▸ **What the exercise asks**: Exclude images and print all the records verbatim.

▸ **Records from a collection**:
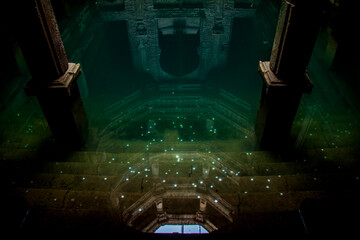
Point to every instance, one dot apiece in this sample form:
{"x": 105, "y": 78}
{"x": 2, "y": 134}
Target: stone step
{"x": 92, "y": 200}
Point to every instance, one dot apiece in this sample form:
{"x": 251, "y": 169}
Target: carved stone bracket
{"x": 65, "y": 82}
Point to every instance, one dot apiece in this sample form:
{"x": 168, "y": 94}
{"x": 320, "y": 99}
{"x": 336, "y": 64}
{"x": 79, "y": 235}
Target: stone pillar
{"x": 53, "y": 77}
{"x": 285, "y": 76}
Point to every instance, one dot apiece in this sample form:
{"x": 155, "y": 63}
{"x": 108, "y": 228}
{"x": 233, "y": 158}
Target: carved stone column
{"x": 285, "y": 76}
{"x": 53, "y": 77}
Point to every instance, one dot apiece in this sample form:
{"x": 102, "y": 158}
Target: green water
{"x": 186, "y": 95}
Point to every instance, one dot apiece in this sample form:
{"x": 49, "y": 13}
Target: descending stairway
{"x": 225, "y": 191}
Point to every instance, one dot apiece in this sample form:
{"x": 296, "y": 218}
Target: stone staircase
{"x": 101, "y": 191}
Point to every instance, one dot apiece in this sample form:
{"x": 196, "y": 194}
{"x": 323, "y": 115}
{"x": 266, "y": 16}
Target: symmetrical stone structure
{"x": 53, "y": 77}
{"x": 210, "y": 22}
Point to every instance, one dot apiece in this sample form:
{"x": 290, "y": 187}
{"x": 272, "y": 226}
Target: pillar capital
{"x": 62, "y": 84}
{"x": 302, "y": 84}
{"x": 53, "y": 77}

▸ **Your response**:
Point to every instance, one dot apiece in this sample form:
{"x": 105, "y": 78}
{"x": 2, "y": 134}
Target: stone step
{"x": 92, "y": 200}
Point to every instance, one dot apiece in this sample form:
{"x": 251, "y": 169}
Target: carved stone bracket
{"x": 65, "y": 82}
Point to every instance, one dot apiece in this sample form:
{"x": 168, "y": 94}
{"x": 320, "y": 99}
{"x": 336, "y": 64}
{"x": 79, "y": 235}
Target: stone pillar
{"x": 53, "y": 77}
{"x": 285, "y": 76}
Point to every instance, one dot apiece in this sample form:
{"x": 155, "y": 63}
{"x": 108, "y": 228}
{"x": 233, "y": 158}
Target: carved stone column
{"x": 285, "y": 76}
{"x": 53, "y": 77}
Point to every instance, one dot apiece in this sample form:
{"x": 102, "y": 158}
Target: green water
{"x": 186, "y": 95}
Point to every instance, one dot apiece in this sample form:
{"x": 49, "y": 13}
Target: descending stairway
{"x": 225, "y": 191}
Point to every instance, one dot apiece in this sample form:
{"x": 296, "y": 218}
Target: stone staircase
{"x": 101, "y": 191}
Point to every instance, one dot apiece in this sample form:
{"x": 196, "y": 194}
{"x": 323, "y": 115}
{"x": 266, "y": 16}
Target: symmetrical stone structure
{"x": 53, "y": 77}
{"x": 210, "y": 22}
Point to every instance, one dot apiece in this sample form:
{"x": 290, "y": 187}
{"x": 272, "y": 226}
Target: pillar capital
{"x": 62, "y": 84}
{"x": 302, "y": 84}
{"x": 53, "y": 77}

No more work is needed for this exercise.